• Problem requirements: Locate the line with "search for tree" in the material. Copy that line and each one after it, through the last, exactly and with nothing else.

[START OF Given data]

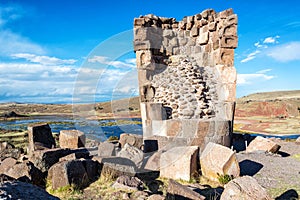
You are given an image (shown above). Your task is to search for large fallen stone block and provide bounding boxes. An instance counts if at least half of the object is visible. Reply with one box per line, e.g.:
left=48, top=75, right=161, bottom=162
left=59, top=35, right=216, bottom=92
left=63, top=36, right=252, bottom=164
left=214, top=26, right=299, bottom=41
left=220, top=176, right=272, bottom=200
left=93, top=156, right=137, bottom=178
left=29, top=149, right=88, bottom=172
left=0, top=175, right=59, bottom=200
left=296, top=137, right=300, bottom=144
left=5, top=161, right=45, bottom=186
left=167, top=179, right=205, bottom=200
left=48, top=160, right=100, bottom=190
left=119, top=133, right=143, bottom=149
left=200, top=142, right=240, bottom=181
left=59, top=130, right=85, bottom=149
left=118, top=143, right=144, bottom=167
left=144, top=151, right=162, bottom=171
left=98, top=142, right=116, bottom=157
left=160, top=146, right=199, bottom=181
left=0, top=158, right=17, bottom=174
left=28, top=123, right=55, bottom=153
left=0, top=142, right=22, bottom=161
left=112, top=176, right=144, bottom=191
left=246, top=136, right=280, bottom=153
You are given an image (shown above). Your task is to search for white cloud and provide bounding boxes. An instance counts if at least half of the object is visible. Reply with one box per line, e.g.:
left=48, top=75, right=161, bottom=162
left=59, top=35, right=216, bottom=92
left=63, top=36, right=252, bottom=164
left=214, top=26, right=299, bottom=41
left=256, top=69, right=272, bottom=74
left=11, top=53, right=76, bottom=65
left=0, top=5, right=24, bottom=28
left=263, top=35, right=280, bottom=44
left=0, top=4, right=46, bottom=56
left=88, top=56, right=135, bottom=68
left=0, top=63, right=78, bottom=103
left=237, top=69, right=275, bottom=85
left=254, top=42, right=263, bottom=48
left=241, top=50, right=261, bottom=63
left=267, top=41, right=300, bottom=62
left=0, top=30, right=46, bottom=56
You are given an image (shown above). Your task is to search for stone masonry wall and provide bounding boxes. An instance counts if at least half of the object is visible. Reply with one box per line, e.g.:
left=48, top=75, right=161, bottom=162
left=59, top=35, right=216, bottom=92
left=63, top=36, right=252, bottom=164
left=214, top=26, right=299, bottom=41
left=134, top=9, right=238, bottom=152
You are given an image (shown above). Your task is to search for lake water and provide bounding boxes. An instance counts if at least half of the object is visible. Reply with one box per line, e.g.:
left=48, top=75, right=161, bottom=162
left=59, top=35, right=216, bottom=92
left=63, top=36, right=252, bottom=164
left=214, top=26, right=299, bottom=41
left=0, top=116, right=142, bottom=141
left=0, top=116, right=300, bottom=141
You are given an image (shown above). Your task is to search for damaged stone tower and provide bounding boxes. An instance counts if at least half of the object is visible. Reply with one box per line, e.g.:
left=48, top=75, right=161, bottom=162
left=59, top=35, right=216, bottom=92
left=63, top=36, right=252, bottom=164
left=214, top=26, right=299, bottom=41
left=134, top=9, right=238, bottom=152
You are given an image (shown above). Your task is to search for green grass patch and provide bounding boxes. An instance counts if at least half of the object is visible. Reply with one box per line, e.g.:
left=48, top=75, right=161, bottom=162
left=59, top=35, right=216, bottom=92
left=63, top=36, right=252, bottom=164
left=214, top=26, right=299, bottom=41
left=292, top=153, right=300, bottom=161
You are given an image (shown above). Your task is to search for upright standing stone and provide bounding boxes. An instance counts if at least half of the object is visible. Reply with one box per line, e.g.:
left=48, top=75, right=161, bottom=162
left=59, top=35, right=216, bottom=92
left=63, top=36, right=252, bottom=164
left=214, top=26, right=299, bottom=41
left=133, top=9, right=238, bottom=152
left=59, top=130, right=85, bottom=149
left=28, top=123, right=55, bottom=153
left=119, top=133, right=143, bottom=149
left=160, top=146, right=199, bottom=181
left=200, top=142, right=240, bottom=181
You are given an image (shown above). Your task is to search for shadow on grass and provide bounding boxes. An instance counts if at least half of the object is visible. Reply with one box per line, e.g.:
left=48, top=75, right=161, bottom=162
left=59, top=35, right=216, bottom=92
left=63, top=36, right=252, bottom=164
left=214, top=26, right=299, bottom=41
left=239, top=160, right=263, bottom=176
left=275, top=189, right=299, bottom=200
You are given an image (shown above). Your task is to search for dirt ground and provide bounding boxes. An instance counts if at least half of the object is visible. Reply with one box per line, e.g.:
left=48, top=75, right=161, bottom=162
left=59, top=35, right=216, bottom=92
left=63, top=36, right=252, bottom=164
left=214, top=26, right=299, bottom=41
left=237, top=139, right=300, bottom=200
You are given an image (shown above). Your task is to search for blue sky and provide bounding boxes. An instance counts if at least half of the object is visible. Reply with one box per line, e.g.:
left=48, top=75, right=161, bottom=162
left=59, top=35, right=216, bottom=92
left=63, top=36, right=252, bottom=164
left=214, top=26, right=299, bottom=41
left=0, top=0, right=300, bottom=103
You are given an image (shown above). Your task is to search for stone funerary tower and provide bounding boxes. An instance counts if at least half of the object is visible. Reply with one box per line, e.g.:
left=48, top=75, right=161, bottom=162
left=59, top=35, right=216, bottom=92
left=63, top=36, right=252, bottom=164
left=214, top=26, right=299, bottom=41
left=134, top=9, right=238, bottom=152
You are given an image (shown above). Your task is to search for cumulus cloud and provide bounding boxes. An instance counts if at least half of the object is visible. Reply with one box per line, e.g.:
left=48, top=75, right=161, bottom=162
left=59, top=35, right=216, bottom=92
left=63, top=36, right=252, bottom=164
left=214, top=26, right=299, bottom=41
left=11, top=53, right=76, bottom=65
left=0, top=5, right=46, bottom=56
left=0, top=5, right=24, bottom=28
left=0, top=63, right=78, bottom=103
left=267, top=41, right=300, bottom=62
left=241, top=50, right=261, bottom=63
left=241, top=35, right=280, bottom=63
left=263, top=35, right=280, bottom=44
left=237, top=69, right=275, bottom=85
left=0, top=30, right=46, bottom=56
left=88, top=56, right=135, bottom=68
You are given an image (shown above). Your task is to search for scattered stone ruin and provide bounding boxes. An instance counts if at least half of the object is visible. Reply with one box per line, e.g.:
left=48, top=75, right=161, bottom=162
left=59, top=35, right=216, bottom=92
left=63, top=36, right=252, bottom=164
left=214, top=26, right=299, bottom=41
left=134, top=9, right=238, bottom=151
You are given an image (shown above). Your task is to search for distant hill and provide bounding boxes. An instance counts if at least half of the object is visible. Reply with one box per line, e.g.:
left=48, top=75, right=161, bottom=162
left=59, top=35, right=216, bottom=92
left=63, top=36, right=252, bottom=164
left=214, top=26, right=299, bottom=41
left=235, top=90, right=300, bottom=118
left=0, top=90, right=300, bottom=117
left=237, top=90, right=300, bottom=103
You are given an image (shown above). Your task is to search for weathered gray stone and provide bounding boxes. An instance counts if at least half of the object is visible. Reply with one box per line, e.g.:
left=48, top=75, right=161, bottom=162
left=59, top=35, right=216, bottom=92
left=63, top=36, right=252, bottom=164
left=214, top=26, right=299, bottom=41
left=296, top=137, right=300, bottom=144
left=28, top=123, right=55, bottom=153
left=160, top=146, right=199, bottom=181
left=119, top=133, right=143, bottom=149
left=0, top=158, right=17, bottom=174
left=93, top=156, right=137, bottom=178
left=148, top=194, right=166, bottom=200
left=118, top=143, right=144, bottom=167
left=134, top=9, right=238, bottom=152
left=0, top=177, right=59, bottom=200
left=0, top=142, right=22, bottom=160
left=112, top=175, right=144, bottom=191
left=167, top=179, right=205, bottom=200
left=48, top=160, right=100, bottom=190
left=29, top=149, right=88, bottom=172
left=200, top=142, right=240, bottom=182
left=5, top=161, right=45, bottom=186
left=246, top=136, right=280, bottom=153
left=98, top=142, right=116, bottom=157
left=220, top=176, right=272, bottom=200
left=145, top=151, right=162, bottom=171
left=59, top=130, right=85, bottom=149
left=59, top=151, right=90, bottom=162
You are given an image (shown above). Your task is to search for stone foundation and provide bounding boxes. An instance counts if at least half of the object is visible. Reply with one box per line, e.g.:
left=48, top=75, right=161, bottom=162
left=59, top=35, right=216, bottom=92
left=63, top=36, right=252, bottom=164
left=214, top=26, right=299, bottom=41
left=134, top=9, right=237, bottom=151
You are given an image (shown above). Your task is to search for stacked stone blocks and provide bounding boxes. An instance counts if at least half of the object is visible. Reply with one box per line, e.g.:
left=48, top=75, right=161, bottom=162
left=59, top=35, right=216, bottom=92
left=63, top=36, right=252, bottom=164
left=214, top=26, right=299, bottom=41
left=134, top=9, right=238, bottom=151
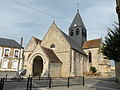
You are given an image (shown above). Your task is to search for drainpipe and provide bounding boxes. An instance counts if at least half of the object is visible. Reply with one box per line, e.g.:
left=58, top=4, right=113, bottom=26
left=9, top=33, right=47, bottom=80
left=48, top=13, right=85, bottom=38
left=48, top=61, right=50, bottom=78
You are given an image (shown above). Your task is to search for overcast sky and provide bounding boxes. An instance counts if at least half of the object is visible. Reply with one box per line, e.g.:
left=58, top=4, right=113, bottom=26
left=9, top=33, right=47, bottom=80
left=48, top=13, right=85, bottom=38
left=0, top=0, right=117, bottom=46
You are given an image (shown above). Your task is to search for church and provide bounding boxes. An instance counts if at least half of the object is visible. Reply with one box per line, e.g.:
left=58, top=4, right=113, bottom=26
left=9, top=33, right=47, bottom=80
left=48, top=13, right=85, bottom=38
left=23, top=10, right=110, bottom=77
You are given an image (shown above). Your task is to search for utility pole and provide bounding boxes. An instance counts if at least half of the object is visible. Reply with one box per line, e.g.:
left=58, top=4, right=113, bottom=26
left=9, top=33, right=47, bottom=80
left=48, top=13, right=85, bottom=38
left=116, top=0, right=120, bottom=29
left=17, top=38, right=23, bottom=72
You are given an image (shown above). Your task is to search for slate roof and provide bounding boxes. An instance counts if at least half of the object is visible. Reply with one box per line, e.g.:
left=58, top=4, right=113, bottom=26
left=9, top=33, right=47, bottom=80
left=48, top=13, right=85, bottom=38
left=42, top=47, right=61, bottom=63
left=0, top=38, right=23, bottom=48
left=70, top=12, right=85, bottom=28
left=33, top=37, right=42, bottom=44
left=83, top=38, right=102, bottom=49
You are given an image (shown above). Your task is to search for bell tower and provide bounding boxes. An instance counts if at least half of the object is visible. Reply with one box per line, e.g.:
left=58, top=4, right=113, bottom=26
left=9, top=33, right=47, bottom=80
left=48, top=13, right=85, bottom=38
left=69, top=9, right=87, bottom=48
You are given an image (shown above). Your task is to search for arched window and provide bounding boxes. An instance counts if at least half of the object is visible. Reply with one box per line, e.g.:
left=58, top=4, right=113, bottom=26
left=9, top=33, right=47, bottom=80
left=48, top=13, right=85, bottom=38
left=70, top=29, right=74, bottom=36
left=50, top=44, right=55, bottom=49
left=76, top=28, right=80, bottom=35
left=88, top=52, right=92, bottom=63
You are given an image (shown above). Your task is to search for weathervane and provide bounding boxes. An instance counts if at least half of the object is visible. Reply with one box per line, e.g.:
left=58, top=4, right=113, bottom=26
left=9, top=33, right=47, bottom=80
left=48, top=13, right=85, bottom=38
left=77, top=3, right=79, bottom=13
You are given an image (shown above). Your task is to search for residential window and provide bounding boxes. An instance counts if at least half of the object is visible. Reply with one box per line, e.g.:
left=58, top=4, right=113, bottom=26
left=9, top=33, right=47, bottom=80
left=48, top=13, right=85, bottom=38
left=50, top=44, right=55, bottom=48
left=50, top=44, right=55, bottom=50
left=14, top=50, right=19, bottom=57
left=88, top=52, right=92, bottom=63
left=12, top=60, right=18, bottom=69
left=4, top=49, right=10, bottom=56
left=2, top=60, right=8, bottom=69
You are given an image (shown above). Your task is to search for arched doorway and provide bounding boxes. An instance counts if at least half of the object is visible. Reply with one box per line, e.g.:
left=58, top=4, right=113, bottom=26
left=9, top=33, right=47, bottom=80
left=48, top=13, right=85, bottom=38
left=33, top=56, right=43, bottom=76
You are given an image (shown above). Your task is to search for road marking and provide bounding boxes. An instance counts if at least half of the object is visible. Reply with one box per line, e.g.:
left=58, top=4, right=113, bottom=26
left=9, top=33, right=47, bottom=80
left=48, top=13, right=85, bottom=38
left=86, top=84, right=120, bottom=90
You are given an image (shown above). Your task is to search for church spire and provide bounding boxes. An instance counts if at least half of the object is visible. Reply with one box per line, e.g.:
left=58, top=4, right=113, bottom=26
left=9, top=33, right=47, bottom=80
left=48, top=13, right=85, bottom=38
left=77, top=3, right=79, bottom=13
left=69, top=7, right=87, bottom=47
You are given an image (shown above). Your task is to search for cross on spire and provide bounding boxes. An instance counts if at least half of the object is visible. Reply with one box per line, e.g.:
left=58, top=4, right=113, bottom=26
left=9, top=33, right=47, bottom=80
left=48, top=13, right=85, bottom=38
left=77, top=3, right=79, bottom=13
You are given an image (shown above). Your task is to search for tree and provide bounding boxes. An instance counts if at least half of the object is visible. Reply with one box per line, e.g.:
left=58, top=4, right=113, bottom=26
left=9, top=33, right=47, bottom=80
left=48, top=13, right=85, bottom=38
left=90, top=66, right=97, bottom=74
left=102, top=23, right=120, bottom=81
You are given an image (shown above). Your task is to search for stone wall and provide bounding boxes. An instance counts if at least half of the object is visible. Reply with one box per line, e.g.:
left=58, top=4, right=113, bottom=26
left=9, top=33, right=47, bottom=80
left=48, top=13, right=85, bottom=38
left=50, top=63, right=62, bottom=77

[END OF Given data]

• Exercise answer:
You are given an image (shown above). Your task is to search for tree and provide bounding boxes. An instance counts if at least half of the object is visible. Reply with one box per line, e.g.:
left=58, top=4, right=113, bottom=26
left=9, top=33, right=47, bottom=80
left=48, top=13, right=85, bottom=38
left=90, top=66, right=97, bottom=74
left=102, top=23, right=120, bottom=81
You are given an image (shown above). Your task is to search for stone wall and provide bounding boxes. An instance counts if at least half of the object is visible. Reply with one box per line, e.g.:
left=58, top=4, right=113, bottom=26
left=9, top=33, right=47, bottom=80
left=48, top=13, right=85, bottom=38
left=50, top=63, right=62, bottom=77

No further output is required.